◆ Суть задания ◆
Ответьте, пожалуйста: в каких случаях, согласно фрагменту документа ниже, мы говорим о нашей идентичности?

◆ Фрагмент документа ◆
· · · · · · ·

Хабермас:Нет, идентичность всякой личности, группы, нации или всякого региона – всегда нечто конкретное, нечто частное. (Впрочем, она должна удовлетворять и моральным критериям.) О нашей идентичности мы всегда говорим в случаях, когда мы говорим, кто мы и кем мы хотим быть. Тут переплетены описательные и оценочные элементы. Тот образ, в какой мы превратились благодаря истории нашей жизни, истории нашей среды и нашего народа, при описании любой идентификации невозможно отделить от того образа, какой представляем собой мы и представляют собой другие и в соответствии с каким нас оценивают, уважают и признают другие.

· · · · · · ·

Записи данных:

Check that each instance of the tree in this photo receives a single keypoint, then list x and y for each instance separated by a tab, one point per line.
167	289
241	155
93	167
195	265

· · · · · · ·

◆ Полное решение ◆
В случаях, когда мы говорим, кто мы и кем мы хотим быть.